**The problem**
Count the lines in the listing below that contain the string "rings", and reply with the number only.

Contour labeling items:
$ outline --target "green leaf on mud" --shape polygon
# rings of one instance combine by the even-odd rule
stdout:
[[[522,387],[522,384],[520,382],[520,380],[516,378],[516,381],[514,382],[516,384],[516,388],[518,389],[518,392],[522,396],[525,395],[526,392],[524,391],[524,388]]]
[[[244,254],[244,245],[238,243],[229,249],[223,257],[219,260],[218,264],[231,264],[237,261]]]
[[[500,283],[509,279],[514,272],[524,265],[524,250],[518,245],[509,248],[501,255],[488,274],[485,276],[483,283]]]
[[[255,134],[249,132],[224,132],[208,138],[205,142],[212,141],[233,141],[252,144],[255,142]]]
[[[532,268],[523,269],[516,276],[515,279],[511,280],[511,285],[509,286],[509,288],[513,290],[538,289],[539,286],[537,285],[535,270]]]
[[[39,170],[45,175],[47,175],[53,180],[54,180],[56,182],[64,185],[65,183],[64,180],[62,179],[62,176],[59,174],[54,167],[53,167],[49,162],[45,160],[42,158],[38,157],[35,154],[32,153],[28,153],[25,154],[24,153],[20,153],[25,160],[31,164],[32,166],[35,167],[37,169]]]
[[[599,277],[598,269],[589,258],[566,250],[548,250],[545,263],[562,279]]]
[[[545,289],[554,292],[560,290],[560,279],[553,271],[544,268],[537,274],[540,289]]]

**Response**
1